* **WHAT YOU NEED TO DO**:
• A. Reproduce word for word the part of the article on Sanders's CNN town hall that opens with the words containing "That said, a" and closes with "in attack ads.".
• B. Condense the paragraph of the article on Sanders's CNN town hall that begins "To be sure, Americans have a vastly different perception" into a shorter version that keeps its main facts.

* **PASSAGE**:

※

CNN town hall: Bernie Sanders is asked about Soviet communism
As he runs for the 2020 nomination, Sen. Bernie Sanders (I-VT), a self-proclaimed democratic socialist, is going to have to define what that means in terms that don’t scare Americans.
Sanders was confronted with American wariness toward socialism during a CNN town hall Monday night, when one student told him that her family escaped from Soviet Russia in 1979, “fleeing from the same socialist policies you seem eager to put in this country.”
Sanders immediately clarified: He does not support authoritarian communism.
“Is it your assumption that I believed in authoritarian communism that was in the Soviet Union? I haven’t, and I opposed it,” Sanders said. “I happen to believe that in the United States, there is something fundamentally wrong when we have three families owning more wealth than the bottom half of American society.”
To be sure, Americans have a vastly different perception of socialism today than they did in the 1940s. In October 2018, Gallup found that more Americans understood socialism as some form of equality (23 percent) than government control of business and the economy (17 percent). Fifty-seven percent of Democrats held a positive view of socialism; only 16 percent of Republican voters viewed socialism favorably, Gallup found.
That said, a democratic socialist leading among candidates in the Democratic presidential primary is certainly new for the United States, and something Republicans are already using in attack ads.
Here’s how Sanders explained democratic socialism:
Question: Hi Senator Sanders, so my father’s family left Soviet Russia in 1979 fleeing from the same socialist policies you seem eager to put in this country. How do you rectify it with the failures of socialism in every country that has tried it?
Sanders: Thank you for that question. Is it your assumption that I believed in authoritarian communism that was in the Soviet Union? I haven’t, and I opposed it. I believe in a vigorous policy. You asked me about democratic socialism. Fair question, and let me answer it.
I happen to believe that in the United States there is something fundamentally wrong when we have three families owning more wealth than the bottom half of American society: 160 million people. Something wrong when the top 1 percent owns more wealth than the bottom 92 percent. Something very wrong when 49 percent of all new income today is going to the top 1 percent.
And something is equally wrong when we have a corrupt political system made worse by this disastrous Citizens United Supreme Court decision that allows billionaires to spend unlimited sums of money to elect candidates that represent the wealthy. So answer number one, it’s a radical idea. Maybe not everybody agrees but I happen to believe we should have a government that represents working families and not just the 1 percent and powerful corporations. That’s point number one.

※

* **DATA EXTRACT**:
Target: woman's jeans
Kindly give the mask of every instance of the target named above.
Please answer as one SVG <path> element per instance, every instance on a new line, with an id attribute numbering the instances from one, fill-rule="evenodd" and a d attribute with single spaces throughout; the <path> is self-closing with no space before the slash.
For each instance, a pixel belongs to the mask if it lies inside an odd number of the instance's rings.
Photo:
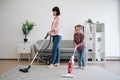
<path id="1" fill-rule="evenodd" d="M 83 48 L 81 51 L 78 51 L 78 66 L 79 67 L 85 67 L 86 64 L 86 50 L 85 48 Z"/>
<path id="2" fill-rule="evenodd" d="M 61 42 L 62 36 L 56 35 L 53 36 L 53 47 L 52 47 L 52 60 L 51 64 L 60 63 L 60 49 L 59 45 Z"/>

※

* **ANSWERS GIVEN**:
• A.
That said, a democratic socialist leading among candidates in the Democratic presidential primary is certainly new for the United States, and something Republicans are already using in attack ads.

• B. Americans see socialism very differently today than in the 1940s. An October 2018 Gallup poll found that more Americans understood socialism as some form of equality (23 percent) than as government control of business and the economy (17 percent). Fifty-seven percent of Democrats viewed socialism positively, compared with only 16 percent of Republican voters.